Richard Choi, the office managing shareholder in Carlton Fields’ Washington, D.C., office addressed the Equitable subsidiary’s SEC settlement last week in Washington, D.C., during a session at an American Law Institute Continuing Legal Education insurance products conference.

Choi was one of the conference faculty members. Other faculty members cited the Equitable Financial case as an example of a recent SEC enforcement action of note.

The SEC accused the company of misleading participants in 403(b) and 457(b) retirement plans by including only information about relatively unusual administrative, transaction and plan operating expense fees and not information about two much more common types of fees —  variable annuity separate account expense fees and portfolio operating expense fees — in the statements.

Many statements showed that the participants had paid zero fees, when in fact they had paid separate account expense and portfolio operating expense fees.

Choi suggested during a discussion about the case that the SEC went beyond its traditional strategy, by looking at the Equitable Financial plan account statements on their own, rather than reviewing the account statements together with the plan prospectuses and contracts.

He said that, taken together, Equitable Financial plan documents seem to have met plan fee disclosure requirements.

At the Equitable Financial plans, the separate account expenses and portfolio operating expenses “are fully disclosed in the prospectuses, both at the contract level and the fund level, that are delivered annually to these participants,” Choi said.

Equitable Financial also included full fee disclosures in documents sent to the retirement plan sponsors, he added.

“The concern I have is, are we looking at documents in isolation now?” Choi asked. “The account statements were never intended to be a vehicle for ongoing fee disclosures. They’re really transaction-fee documents.”

> _Your tasks_
**A)** Reproduce the stretch of the Equitable Financial settlement passage from "Choi suggested during" through "fee disclosure requirements.".
**B)** Answer these questions from the Equitable Financial settlement passage:
(i) At what kind of conference did Richard Choi address the settlement?
(ii) Which two types of fees did the SEC say were left out of the statements?
(iii) In what documents, delivered annually to participants, did Choi say the separate account expenses and portfolio operating expenses were fully disclosed?
Rely solely on the passage about the Equitable Financial settlement.

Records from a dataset
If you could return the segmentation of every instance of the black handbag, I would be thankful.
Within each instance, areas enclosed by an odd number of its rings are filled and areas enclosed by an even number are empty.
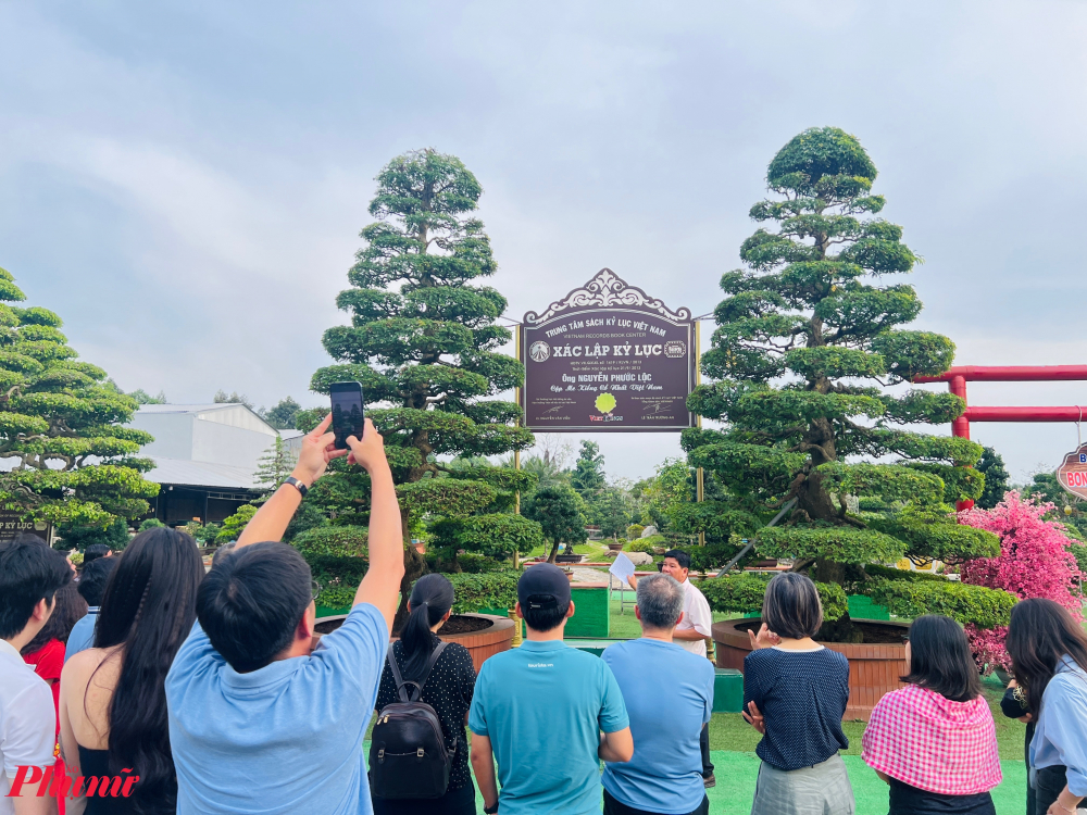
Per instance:
[[[397,682],[399,702],[382,709],[370,742],[370,789],[374,798],[441,798],[449,787],[457,743],[450,750],[435,710],[421,701],[423,686],[448,642],[430,653],[418,681],[404,681],[389,645],[389,667]],[[413,686],[412,694],[408,686]]]

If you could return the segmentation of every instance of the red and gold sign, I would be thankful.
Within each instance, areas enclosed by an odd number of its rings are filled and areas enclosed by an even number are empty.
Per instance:
[[[1064,456],[1057,468],[1057,480],[1073,496],[1087,498],[1087,444]]]

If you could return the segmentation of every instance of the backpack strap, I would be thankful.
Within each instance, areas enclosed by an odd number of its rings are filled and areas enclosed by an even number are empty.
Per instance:
[[[426,685],[426,679],[430,676],[430,669],[434,667],[435,663],[438,662],[438,657],[441,656],[441,652],[446,650],[448,642],[439,642],[438,647],[430,652],[430,659],[426,661],[426,665],[423,668],[423,675],[418,678],[418,681],[408,680],[404,681],[403,677],[400,676],[400,666],[397,665],[397,656],[392,651],[392,645],[395,643],[389,643],[389,667],[392,668],[392,678],[397,682],[397,695],[400,698],[401,702],[417,702],[423,698],[423,686]],[[412,698],[408,695],[408,686],[414,686],[414,692]]]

> _Responses in order_
**A)**
Choi suggested during a discussion about the case that the SEC went beyond its traditional strategy, by looking at the Equitable Financial plan account statements on their own, rather than reviewing the account statements together with the plan prospectuses and contracts.

He said that, taken together, Equitable Financial plan documents seem to have met plan fee disclosure requirements.

**B)**
(i) An American Law Institute Continuing Legal Education insurance products conference.
(ii) Variable annuity separate account expense fees and portfolio operating expense fees.
(iii) The prospectuses, at both the contract level and the fund level.